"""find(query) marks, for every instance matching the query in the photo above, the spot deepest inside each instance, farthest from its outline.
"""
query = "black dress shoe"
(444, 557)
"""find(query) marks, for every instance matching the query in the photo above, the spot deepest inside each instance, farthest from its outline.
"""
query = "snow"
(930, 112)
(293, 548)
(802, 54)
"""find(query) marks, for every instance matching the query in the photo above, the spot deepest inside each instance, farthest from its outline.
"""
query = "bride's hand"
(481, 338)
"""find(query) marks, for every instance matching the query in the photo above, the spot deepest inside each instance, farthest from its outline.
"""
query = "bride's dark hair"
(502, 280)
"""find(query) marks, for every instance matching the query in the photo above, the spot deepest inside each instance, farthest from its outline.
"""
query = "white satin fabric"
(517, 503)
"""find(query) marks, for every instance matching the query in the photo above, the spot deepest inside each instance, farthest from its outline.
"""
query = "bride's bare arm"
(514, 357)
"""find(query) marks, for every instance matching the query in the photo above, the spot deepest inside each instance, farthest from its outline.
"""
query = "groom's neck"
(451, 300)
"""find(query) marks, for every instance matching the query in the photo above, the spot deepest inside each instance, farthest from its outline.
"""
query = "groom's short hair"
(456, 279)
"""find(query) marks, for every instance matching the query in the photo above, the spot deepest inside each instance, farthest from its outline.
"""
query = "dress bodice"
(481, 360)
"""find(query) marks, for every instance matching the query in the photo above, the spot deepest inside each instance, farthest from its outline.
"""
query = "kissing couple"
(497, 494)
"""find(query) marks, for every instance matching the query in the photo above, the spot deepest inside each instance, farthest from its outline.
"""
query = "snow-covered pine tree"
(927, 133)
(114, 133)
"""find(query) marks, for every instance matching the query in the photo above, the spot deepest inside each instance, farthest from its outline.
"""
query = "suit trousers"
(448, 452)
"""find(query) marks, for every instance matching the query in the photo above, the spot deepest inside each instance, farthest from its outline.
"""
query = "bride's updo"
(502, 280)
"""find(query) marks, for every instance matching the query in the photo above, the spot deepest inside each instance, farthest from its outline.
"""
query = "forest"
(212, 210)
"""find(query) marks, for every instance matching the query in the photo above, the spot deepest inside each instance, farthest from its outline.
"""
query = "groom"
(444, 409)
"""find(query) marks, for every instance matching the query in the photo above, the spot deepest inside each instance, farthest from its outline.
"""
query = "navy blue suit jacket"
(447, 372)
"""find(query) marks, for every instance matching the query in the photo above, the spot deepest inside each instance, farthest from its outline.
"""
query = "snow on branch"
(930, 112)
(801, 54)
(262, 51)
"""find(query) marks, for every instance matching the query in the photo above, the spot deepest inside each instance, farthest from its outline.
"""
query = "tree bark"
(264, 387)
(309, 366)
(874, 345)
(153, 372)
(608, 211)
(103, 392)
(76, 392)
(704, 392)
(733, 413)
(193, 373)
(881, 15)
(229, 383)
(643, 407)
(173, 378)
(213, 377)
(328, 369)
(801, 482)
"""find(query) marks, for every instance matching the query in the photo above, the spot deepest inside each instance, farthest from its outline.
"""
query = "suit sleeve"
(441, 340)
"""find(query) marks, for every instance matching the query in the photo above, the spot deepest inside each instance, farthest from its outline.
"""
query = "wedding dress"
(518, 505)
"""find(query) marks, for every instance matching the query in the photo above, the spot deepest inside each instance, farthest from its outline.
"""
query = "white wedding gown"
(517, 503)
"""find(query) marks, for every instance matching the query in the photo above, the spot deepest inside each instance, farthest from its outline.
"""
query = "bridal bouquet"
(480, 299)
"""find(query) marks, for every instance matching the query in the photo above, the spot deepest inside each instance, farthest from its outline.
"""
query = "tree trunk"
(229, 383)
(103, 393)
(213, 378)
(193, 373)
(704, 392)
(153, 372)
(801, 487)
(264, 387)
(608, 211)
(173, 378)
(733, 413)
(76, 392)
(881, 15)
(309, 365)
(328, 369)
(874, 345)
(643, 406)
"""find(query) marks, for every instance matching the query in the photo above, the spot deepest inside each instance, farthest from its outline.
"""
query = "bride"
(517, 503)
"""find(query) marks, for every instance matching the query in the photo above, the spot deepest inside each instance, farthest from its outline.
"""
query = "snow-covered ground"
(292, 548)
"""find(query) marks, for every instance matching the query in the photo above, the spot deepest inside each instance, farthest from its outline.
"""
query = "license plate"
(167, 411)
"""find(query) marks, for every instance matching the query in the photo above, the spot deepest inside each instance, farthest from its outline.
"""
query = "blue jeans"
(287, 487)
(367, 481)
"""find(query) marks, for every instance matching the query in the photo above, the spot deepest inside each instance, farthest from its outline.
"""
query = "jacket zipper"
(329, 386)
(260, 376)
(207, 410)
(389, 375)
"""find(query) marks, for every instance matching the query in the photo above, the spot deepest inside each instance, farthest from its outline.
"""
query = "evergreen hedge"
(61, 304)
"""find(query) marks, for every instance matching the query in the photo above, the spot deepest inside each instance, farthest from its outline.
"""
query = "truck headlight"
§
Exactly reproduce every record.

"""find(query) marks, for every instance matching the query in the photo above, the spot deepest inside each instance, farthest from its outline.
"""
query = "black dress shoe"
(444, 557)
"""find(query) marks, for every instance matching the query in the photo above, the spot deepest inside each instance, farthest from its outline.
"""
query = "snow"
(930, 112)
(293, 548)
(802, 54)
"""find(query) marks, for every instance matching the query in the photo above, the spot deepest inside each instance, farthest from its outline.
"""
query = "bride's hand"
(481, 338)
"""find(query) marks, for every instance matching the query in the photo above, the spot deepest inside each instance, farthest from its outline.
"""
query = "bride's dark hair"
(502, 280)
"""find(query) marks, for every instance matching the query in the photo above, the spot deepest inside each instance, farthest from its outline.
"""
query = "white satin fabric"
(517, 503)
"""find(query) marks, for every instance matching the query in the photo above, the spot deepest inside each instance, farthest from its outline.
"""
query = "bride's bare arm"
(514, 357)
"""find(query) marks, for every instance matching the query in the photo above, the spot deepest inside each instance, farthest from its outline.
"""
query = "groom's neck"
(451, 300)
"""find(query) marks, for every instance matching the query in the photo above, the spot deepest inside each instance, farthest from its outline.
"""
query = "groom's short hair"
(456, 279)
"""find(query) marks, for every instance matching the query in the photo above, the spot deepest inside each instance, farthest from its outline.
"""
query = "dress bodice"
(481, 360)
"""find(query) marks, for every instance matching the query in the photo above, the spot deepest inside each instance, farthest from its outline.
"""
query = "kissing couple"
(497, 494)
"""find(query) marks, for every instance matching the query in the photo above, the spot deepest inside each instance, farthest from its outline.
"""
query = "snow-covered pine tree"
(927, 133)
(114, 133)
"""find(query) marks, for every instance matching the query in the photo above, the spot deepest inside each instance, farthest from its outline.
"""
query = "suit trousers"
(448, 452)
"""find(query) marks, for every instance matching the query in the photo above, the spot deepest inside each instance, farthest from its outline.
"""
query = "bride's updo"
(502, 280)
"""find(query) marks, for every instance matching the query in the photo above, the spot deepest inside each instance, farthest from its outline.
"""
query = "forest"
(212, 210)
"""find(query) marks, for every instance matching the query in the photo above, the spot deepest inside each instance, farthest from its outline.
"""
query = "groom"
(444, 409)
"""find(query) marks, for every instance matching the query in the photo above, the spot deepest inside each instance, farthest from its outline.
"""
query = "navy blue suit jacket"
(447, 372)
"""find(query) marks, for every instance matching the query in the photo above, the spot deepest inside each instance, farthest from its outline.
"""
query = "snow on branch"
(930, 112)
(801, 54)
(262, 51)
"""find(query) marks, for every instance matching the query in the photo above, the spot deepest inside each instance, farthest from its outline.
"""
query = "tree bark"
(264, 387)
(309, 366)
(874, 345)
(153, 372)
(608, 211)
(103, 392)
(76, 392)
(704, 392)
(733, 413)
(193, 373)
(881, 15)
(229, 383)
(643, 407)
(173, 378)
(213, 377)
(328, 369)
(801, 482)
"""find(query) marks, for every instance matching the query in the photo above, the spot deepest inside each instance, farthest from its outline.
"""
query = "suit sleeve"
(441, 340)
"""find(query) marks, for every instance matching the query in the photo above, the spot deepest inside each instance, farthest from its outline.
"""
query = "wedding dress"
(518, 505)
"""find(query) marks, for every instance matching the query in the photo above, the spot deepest inside each instance, farthest from its outline.
"""
query = "white wedding gown"
(517, 503)
"""find(query) marks, for every instance matching the query in the photo above, the spot deepest inside each instance, farthest from its outline.
"""
query = "bridal bouquet"
(480, 299)
"""find(query) marks, for every instance matching the query in the photo above, the spot deepest inside each instance, farthest from its outline.
"""
query = "tree trunk"
(229, 383)
(103, 393)
(213, 378)
(193, 373)
(704, 392)
(153, 372)
(801, 487)
(264, 387)
(608, 211)
(173, 378)
(733, 413)
(76, 392)
(881, 15)
(309, 365)
(328, 369)
(874, 345)
(643, 406)
"""find(query) marks, for every instance matching the query in the photo above, the spot deepest inside each instance, farthest from its outline.
"""
query = "bride"
(517, 503)
"""find(query) marks, for every instance matching the query in the photo above, the spot deepest inside each instance, farthest from its outline.
"""
query = "snow-covered ground"
(292, 548)
"""find(query) marks, for every instance matching the query in the photo above, the spot deepest inside each instance, farthest from its outline.
"""
query = "license plate"
(167, 411)
"""find(query) marks, for every instance matching the query in the photo above, the spot deepest inside each instance, farthest from its outline.
"""
query = "blue jeans"
(287, 487)
(367, 481)
"""find(query) marks, for every instance matching the query in the photo above, the spot deepest inside each instance, farthest from its outline.
"""
query = "jacket zipper"
(329, 386)
(260, 376)
(207, 410)
(389, 375)
"""find(query) marks, for every instance matching the query in the photo above, the spot deepest inside each instance, farthest from its outline.
"""
query = "evergreen hedge"
(61, 304)
"""find(query) marks, for every instance matching the query in the photo above, the spot deepest inside each instance, farthest from its outline.
"""
query = "truck headlight"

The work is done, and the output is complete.